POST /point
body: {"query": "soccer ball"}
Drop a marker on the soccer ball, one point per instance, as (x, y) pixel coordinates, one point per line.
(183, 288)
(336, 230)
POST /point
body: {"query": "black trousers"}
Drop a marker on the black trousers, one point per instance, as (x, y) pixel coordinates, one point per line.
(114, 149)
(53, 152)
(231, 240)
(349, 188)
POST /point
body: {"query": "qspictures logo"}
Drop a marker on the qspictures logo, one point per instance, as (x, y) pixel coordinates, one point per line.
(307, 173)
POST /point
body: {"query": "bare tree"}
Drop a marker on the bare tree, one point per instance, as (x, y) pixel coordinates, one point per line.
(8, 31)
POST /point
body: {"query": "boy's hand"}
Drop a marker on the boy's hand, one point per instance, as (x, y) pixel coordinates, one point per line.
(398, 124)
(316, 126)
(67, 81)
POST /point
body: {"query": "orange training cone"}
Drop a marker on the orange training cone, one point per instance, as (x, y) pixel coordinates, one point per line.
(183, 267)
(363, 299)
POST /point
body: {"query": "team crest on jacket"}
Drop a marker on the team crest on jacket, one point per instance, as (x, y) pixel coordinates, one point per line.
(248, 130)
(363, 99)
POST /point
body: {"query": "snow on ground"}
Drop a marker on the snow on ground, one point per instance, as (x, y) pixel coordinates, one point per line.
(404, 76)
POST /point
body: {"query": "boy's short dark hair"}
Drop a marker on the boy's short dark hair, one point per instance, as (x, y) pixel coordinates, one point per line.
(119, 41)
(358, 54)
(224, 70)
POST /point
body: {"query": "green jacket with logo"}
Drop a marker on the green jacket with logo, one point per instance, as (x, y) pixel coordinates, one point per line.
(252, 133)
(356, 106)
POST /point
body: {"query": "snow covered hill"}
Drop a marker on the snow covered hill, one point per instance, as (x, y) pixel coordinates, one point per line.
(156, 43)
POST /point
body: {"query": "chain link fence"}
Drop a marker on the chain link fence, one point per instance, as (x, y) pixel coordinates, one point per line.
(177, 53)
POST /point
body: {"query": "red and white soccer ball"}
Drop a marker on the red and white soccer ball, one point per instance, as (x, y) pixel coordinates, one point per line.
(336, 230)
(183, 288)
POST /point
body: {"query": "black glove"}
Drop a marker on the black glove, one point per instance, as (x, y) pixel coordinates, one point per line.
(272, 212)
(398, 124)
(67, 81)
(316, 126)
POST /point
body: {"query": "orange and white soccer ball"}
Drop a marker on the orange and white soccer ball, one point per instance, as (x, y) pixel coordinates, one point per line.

_Request_
Copy every line of the records word for word.

_Written response_
POST /point
body: {"query": "soccer ball"}
Drop a marker on the soccer ball, one point per instance, as (x, y) pixel coordinates, one point per line.
(183, 288)
(336, 230)
POST /point
body: {"query": "black trousers"}
Drop a marker on the black trousers, one point per instance, as (x, y) pixel coordinates, one point per line.
(114, 149)
(53, 152)
(231, 240)
(349, 188)
POST /point
body: {"query": "qspictures logo"}
Drop a marker on the qspictures logo, one point per instance, as (x, y) pixel coordinates, one point per line.
(307, 173)
POST /point
body: {"query": "bare tree"}
Drop a marker on the bare tree, one point per instance, as (x, y) pixel coordinates, one point per line.
(8, 31)
POST /point
body: {"query": "boy's hand"}
Drop a marker on the boy's hand, one point per instance, as (x, y) pixel coordinates, one point per line.
(398, 124)
(316, 126)
(67, 81)
POST /point
body: {"query": "orange training cone"}
Drop a marker on the orange training cone, one point per instance, as (x, y) pixel coordinates, one point per line.
(183, 267)
(363, 299)
POST /point
body: {"query": "team crest on jacket"}
Drop a marker on the team crest on jacket, one point per instance, as (x, y) pixel coordinates, one point per line.
(248, 130)
(363, 99)
POST /point
body: {"query": "snow on ground"}
Drop a marker on the snow on ground, one point per instance, as (x, y) pixel coordinates, one point per line.
(404, 76)
POST /point
body: {"query": "boy's short dark hair"}
Drop a marker on the boy's short dark hair, one point per instance, as (x, y) pixel coordinates, one point per line.
(119, 41)
(358, 54)
(224, 70)
POST /point
body: {"query": "green jacket with logo"}
Drop a marker on the green jacket with logo, one point per instance, as (x, y) pixel coordinates, one point per line.
(252, 133)
(356, 106)
POST /point
body: {"query": "snow covered hill"}
Drop a marker on the snow covered hill, one point per instance, as (x, y) pixel coordinates, one point per line.
(156, 43)
POST /point
body: {"query": "chain link fence"}
Drop a marker on the chain link fence, one point per instance, as (x, y) pixel coordinates, one point per line.
(177, 53)
POST /point
body: {"query": "red and white soccer ball"}
Drop a marker on the red and white soccer ball, one point per instance, as (x, y) pixel coordinates, one point per line.
(336, 230)
(183, 288)
POST /point
body: {"query": "black glove"}
Drop a marker on the black glove, one point per instance, as (x, y) pixel coordinates, one point per line.
(272, 212)
(398, 124)
(67, 81)
(316, 126)
POST /point
body: {"query": "orange and white soccer ball"}
Drop a marker on the orange and white soccer ball, one point per instance, as (x, y) pixel coordinates, one point per line.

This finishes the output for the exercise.